* begin Information shown *

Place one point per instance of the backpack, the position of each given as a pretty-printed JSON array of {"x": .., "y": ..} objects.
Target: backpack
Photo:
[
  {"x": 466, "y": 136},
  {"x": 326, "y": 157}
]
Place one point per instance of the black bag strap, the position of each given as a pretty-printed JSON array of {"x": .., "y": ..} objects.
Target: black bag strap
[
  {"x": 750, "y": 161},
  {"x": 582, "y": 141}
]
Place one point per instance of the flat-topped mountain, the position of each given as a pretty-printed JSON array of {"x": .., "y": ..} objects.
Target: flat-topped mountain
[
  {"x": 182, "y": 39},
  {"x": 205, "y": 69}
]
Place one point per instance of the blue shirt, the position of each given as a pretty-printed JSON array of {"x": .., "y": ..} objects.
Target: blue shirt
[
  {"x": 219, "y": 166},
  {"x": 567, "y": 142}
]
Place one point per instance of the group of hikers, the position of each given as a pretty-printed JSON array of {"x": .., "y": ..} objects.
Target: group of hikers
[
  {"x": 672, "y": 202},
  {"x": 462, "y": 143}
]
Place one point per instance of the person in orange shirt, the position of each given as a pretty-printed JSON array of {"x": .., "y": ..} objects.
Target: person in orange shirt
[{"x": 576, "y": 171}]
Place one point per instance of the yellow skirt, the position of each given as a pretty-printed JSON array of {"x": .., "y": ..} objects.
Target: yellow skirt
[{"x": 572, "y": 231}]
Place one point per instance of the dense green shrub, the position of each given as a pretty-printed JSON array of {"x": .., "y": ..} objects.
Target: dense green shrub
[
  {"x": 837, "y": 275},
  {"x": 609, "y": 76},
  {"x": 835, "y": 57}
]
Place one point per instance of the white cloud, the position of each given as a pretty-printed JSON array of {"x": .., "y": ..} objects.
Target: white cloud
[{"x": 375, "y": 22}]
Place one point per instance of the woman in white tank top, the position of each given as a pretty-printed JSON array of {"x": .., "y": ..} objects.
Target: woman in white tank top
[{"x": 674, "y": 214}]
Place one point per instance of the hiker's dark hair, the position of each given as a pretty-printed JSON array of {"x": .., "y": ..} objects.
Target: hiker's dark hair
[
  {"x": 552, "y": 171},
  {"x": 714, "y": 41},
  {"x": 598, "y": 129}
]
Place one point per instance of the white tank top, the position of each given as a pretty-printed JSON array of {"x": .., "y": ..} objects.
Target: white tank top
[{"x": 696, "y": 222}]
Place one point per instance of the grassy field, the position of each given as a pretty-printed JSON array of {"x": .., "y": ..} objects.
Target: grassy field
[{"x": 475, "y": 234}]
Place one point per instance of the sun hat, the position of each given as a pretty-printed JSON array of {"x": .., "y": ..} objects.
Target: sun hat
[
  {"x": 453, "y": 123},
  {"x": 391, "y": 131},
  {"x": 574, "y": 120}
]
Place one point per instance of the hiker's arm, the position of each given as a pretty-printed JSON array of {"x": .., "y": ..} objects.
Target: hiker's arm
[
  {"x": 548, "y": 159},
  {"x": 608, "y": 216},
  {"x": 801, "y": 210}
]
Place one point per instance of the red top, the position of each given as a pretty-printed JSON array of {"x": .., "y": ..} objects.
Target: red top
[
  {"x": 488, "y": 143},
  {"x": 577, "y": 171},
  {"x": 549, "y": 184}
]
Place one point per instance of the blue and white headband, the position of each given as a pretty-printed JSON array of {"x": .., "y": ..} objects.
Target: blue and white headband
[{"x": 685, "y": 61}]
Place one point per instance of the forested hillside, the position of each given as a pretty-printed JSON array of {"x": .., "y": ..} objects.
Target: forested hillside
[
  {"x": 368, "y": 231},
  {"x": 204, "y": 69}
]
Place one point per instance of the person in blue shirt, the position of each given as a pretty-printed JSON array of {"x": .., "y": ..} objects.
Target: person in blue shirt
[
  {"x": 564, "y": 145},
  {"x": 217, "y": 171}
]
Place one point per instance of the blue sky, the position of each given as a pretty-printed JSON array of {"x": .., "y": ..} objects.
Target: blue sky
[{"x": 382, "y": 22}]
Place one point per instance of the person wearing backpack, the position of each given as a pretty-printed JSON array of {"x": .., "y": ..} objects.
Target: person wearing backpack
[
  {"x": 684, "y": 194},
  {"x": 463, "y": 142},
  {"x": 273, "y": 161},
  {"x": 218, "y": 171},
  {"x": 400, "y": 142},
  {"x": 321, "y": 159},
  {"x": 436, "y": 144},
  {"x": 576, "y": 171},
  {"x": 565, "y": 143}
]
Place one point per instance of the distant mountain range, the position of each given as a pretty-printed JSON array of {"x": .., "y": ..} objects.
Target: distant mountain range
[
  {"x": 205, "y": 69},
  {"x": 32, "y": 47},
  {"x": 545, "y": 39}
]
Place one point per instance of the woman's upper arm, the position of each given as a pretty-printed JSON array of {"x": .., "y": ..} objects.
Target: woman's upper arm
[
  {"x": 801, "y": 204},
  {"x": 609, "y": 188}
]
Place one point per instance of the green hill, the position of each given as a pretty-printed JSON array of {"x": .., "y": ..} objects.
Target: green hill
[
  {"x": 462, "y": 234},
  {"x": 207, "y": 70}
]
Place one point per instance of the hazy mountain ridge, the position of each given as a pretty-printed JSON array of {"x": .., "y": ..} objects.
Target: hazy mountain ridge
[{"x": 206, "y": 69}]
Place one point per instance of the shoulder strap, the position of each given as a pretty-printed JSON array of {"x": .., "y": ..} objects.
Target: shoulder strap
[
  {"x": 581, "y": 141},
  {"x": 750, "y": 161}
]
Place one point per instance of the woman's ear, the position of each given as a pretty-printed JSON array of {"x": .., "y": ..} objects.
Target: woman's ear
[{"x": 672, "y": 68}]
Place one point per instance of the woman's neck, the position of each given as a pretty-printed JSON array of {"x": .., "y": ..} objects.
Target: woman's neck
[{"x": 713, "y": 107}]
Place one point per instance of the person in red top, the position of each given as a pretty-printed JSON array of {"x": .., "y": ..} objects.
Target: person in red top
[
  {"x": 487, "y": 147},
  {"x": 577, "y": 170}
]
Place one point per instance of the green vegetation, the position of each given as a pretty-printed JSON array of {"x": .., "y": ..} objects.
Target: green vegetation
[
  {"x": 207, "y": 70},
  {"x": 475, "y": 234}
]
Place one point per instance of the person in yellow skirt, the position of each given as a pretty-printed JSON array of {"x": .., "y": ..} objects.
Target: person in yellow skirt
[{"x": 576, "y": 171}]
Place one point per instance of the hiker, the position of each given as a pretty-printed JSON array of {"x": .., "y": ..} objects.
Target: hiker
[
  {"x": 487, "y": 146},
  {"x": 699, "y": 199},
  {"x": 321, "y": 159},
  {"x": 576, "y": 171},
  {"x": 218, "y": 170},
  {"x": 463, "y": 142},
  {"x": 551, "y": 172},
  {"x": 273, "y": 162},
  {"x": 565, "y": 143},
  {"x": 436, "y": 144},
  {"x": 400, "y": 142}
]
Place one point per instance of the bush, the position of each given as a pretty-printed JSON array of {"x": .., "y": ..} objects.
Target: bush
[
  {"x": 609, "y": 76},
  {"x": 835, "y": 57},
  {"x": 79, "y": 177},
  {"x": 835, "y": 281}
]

* end Information shown *

### Problem requirements
Write down the full listing again, exactly.

### Task solution
Place one point per instance of the backpack, the position of each given as a pretty-printed JSON array of {"x": .., "y": ..} objects.
Target: backpack
Photo:
[
  {"x": 466, "y": 136},
  {"x": 326, "y": 157}
]
Place one point per instance of the black bag strap, the position of each given as a pretty-printed JSON array of {"x": .., "y": ..} objects.
Target: black bag strap
[
  {"x": 750, "y": 161},
  {"x": 582, "y": 141}
]
Place one point per instance of the flat-topped mountain, the position of each given as a pretty-printed JSON array of {"x": .., "y": ..} objects.
Target: flat-topped mountain
[
  {"x": 182, "y": 39},
  {"x": 205, "y": 69}
]
Place one point per instance of the blue shirt, the position of each given as a pretty-printed JSON array of {"x": .., "y": ..} objects.
Target: blue shirt
[
  {"x": 219, "y": 166},
  {"x": 567, "y": 142}
]
Place one point per instance of the group of hikers, the position of each given as a pretty-printed JSON array of {"x": .., "y": ..} objects.
Target: group of hikers
[
  {"x": 672, "y": 202},
  {"x": 462, "y": 143}
]
Place one point per instance of the person in orange shirt, the position of each given as a pretty-printed JSON array of {"x": .., "y": ..} objects.
Target: person in orange shirt
[{"x": 576, "y": 171}]
Place one point per instance of the yellow skirt, the position of each given as a pretty-printed JSON array of {"x": .., "y": ..} objects.
Target: yellow skirt
[{"x": 572, "y": 231}]
Place one point per instance of the dense green shrub, the position of each given as a pretty-printed JSON array of {"x": .., "y": ..} objects.
Target: dense green shrub
[
  {"x": 837, "y": 275},
  {"x": 609, "y": 76},
  {"x": 835, "y": 57}
]
Place one point per instance of the white cloud, the position of each given as a pretty-printed JSON array of {"x": .., "y": ..} objects.
Target: white cloud
[{"x": 375, "y": 22}]
Place one point per instance of the woman in white tank top, the position of each given as a pretty-printed JSON array of {"x": .., "y": ..} objects.
Target: woman in white tank top
[{"x": 674, "y": 214}]
Place one point per instance of the hiker's dark hair, the position of each given as a pretty-printed JSON array of {"x": .., "y": ..} objects.
Target: hiker's dark hair
[
  {"x": 552, "y": 171},
  {"x": 714, "y": 41},
  {"x": 598, "y": 129}
]
Place one point per instance of the white tank top, the position of each given as a pretty-printed JSON array of {"x": .., "y": ..} objects.
Target: white tank top
[{"x": 696, "y": 222}]
Place one point per instance of the grassy field, the position of each given as a pretty-printed JSON array of {"x": .., "y": ..} objects.
Target: grassy field
[{"x": 475, "y": 234}]
Place one point per instance of the sun hat, the position of each given as a pretty-printed JSON array of {"x": .., "y": ..} objects.
Target: sun hat
[
  {"x": 453, "y": 123},
  {"x": 391, "y": 131},
  {"x": 574, "y": 120}
]
Place one point per instance of the hiker's arm, the position of each given as a pretty-printed JSON array of {"x": .., "y": ..} objects.
Target: hiker's arm
[
  {"x": 548, "y": 159},
  {"x": 608, "y": 216},
  {"x": 801, "y": 210}
]
Place one point per instance of the red top, the position of each given as a pretty-printed JSON array of {"x": .., "y": ..} objects.
Target: red top
[
  {"x": 488, "y": 143},
  {"x": 577, "y": 171},
  {"x": 549, "y": 184}
]
Place one point per instance of the blue and white headband, the position of each given as a pretty-printed JSON array of {"x": .., "y": ..} objects.
Target: blue and white headband
[{"x": 685, "y": 61}]
Place one point per instance of the forested hillside, the position of each given as a pretty-printed JSON array of {"x": .., "y": ..} objects.
Target: forested hillside
[
  {"x": 368, "y": 231},
  {"x": 204, "y": 69}
]
Place one point per instance of the person in blue shirt, the position of each given as a pretty-printed JSON array of {"x": .., "y": ..} objects.
Target: person in blue shirt
[
  {"x": 564, "y": 145},
  {"x": 217, "y": 171}
]
Place one point per instance of the blue sky, the position of each given as a pretty-printed JSON array of {"x": .., "y": ..} objects.
Target: blue sky
[{"x": 382, "y": 22}]
Place one point per instance of the person wearing backpack, the position of each given as a pretty-printed JSON array of {"x": .., "y": ..} objects.
Target: person wearing backpack
[
  {"x": 684, "y": 194},
  {"x": 463, "y": 142},
  {"x": 273, "y": 161},
  {"x": 218, "y": 171},
  {"x": 400, "y": 142},
  {"x": 321, "y": 159},
  {"x": 436, "y": 144},
  {"x": 576, "y": 171},
  {"x": 565, "y": 143}
]
Place one point per instance of the distant mountain range, the position of each given as a pretty-printed JSON array of {"x": .., "y": ..} objects.
Target: distant mountain range
[
  {"x": 205, "y": 69},
  {"x": 32, "y": 47},
  {"x": 545, "y": 39}
]
Place one point per instance of the woman's upper arm, the position of each given as a pretty-printed JSON array of {"x": .., "y": ..} objects.
Target: woman's upper arm
[
  {"x": 801, "y": 204},
  {"x": 609, "y": 188}
]
Place one point per instance of the green hill, the position of each given as a pretty-printed JSON array of {"x": .., "y": ..} objects.
Target: green hill
[
  {"x": 462, "y": 234},
  {"x": 207, "y": 70}
]
Place one point per instance of the hazy mountain ridge, the position of each given as a pretty-printed JSON array of {"x": .., "y": ..} objects.
Target: hazy mountain ridge
[{"x": 206, "y": 69}]
Place one point per instance of the shoulder strap, the position of each given as a pretty-printed JSON array of {"x": .., "y": ..} objects.
Target: shoulder strap
[
  {"x": 581, "y": 141},
  {"x": 750, "y": 161}
]
Place one point per instance of the woman's ear, the position of each given as a pretty-printed JSON array of {"x": .., "y": ..} objects.
Target: woman's ear
[{"x": 672, "y": 68}]
Place one point per instance of the woman's neck, the position of each given as a pretty-printed JSON array of {"x": .., "y": ..} objects.
Target: woman's neck
[{"x": 713, "y": 107}]
Place one point per instance of the person in red top, the position of each given as a pretty-printed JSON array of {"x": .., "y": ..} objects.
Target: person in red top
[
  {"x": 487, "y": 147},
  {"x": 577, "y": 170}
]
Place one point per instance of the green vegetation, the position of each given as a pretty-printed JSON array of {"x": .., "y": ..} objects.
Target: green vegetation
[
  {"x": 207, "y": 70},
  {"x": 475, "y": 234}
]
Place one point per instance of the person in yellow skirt, the position of each given as a pretty-printed JSON array of {"x": .., "y": ..} objects.
Target: person in yellow skirt
[{"x": 576, "y": 171}]
Place one point per instance of the hiker, the position of each given as a pretty-printed JSON array of {"x": .., "y": ..} objects.
Target: hiker
[
  {"x": 487, "y": 146},
  {"x": 699, "y": 199},
  {"x": 321, "y": 159},
  {"x": 576, "y": 171},
  {"x": 218, "y": 170},
  {"x": 463, "y": 142},
  {"x": 551, "y": 172},
  {"x": 273, "y": 162},
  {"x": 565, "y": 143},
  {"x": 436, "y": 144},
  {"x": 400, "y": 142}
]
Place one point per instance of the bush, the position of each given as a pretty-printed JSON array of {"x": .., "y": ..} objects.
Target: bush
[
  {"x": 609, "y": 76},
  {"x": 835, "y": 57},
  {"x": 79, "y": 177},
  {"x": 835, "y": 281}
]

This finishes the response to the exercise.